- _The exercise_
Starting at the row that has "Can you spot the terracotta planter" and continuing through the last row, rewrite the rows with "small clay pot" changed to "little clay pot" and everything else left as it is.
==*==
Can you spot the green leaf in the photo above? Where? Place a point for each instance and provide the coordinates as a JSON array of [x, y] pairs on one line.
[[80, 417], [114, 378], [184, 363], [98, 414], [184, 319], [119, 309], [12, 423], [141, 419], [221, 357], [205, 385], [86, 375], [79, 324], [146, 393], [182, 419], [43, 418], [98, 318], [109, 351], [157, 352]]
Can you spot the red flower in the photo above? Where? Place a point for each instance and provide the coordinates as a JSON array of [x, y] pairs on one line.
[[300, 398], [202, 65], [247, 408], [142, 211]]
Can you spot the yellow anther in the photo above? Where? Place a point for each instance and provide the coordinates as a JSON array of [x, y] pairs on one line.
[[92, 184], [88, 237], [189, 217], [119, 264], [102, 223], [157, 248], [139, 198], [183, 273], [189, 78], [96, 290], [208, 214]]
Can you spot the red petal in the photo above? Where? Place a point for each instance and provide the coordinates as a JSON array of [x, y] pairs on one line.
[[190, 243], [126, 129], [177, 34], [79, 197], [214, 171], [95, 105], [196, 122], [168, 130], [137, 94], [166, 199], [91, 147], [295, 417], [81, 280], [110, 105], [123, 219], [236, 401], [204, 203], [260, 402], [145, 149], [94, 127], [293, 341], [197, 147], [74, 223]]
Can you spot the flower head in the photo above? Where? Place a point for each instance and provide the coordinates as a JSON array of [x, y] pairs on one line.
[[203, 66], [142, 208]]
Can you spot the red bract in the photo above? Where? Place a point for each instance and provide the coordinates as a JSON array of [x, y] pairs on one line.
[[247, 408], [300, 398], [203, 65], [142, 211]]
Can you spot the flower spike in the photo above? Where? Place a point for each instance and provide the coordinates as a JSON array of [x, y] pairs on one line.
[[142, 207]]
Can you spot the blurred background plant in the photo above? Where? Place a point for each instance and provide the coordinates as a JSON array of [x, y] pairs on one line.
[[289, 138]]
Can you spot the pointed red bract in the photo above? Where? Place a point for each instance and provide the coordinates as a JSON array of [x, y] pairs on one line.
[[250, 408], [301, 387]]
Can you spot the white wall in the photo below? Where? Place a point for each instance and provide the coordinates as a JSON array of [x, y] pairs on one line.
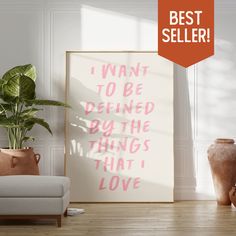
[[40, 31]]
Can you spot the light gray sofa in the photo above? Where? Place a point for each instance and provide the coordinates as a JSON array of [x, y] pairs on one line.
[[34, 197]]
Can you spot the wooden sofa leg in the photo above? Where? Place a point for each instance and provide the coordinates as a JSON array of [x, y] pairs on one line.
[[59, 221], [65, 213]]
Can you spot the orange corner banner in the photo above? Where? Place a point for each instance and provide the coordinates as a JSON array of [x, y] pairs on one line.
[[186, 30]]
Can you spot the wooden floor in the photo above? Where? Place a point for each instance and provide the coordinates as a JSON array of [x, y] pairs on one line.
[[181, 218]]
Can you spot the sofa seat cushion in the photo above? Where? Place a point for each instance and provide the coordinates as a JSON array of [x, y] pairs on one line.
[[33, 186]]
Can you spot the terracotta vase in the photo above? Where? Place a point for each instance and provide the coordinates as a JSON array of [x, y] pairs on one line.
[[19, 162], [222, 159], [232, 195]]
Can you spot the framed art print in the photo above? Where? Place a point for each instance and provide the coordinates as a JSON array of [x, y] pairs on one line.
[[119, 131]]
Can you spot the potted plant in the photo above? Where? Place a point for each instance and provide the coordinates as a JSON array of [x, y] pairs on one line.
[[18, 110]]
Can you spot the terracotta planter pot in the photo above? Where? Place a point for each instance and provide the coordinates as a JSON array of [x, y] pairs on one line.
[[232, 195], [222, 159], [19, 162]]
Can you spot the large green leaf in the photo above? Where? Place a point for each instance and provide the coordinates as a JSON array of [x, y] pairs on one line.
[[27, 70], [29, 123], [29, 112], [20, 87], [46, 103], [5, 107], [7, 122]]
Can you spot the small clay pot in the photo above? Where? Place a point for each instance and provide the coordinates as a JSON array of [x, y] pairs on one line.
[[232, 195], [222, 159], [19, 162]]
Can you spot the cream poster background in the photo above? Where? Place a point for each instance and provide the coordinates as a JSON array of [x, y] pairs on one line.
[[119, 132]]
==*==
- _Exercise output_
Can you spot the terracotta planter pot in the photo above? Where? Place a point for each instance and provide the coordinates as a JSON array of [x, y] pairs on one line.
[[232, 195], [222, 159], [19, 162]]
Can you spot the large green leaf in the photo above? Where? Place a point for each instance and provide the coordinates as a JSON array of [x, y] pairs on one line.
[[27, 70], [29, 123], [29, 112], [20, 87], [46, 103], [5, 107], [7, 122]]
Can you spot the little clay pot in the photo above? Where? Place a point for each instance and provide the coordinates as a JSON array of [x, y] pairs on one line.
[[232, 195], [222, 159], [19, 162]]
Can you spot the cream poster background in the photo above? Where? Place a point for each instance and provide the coordinates as a JSON array of [x, y] pairs on one line.
[[119, 132]]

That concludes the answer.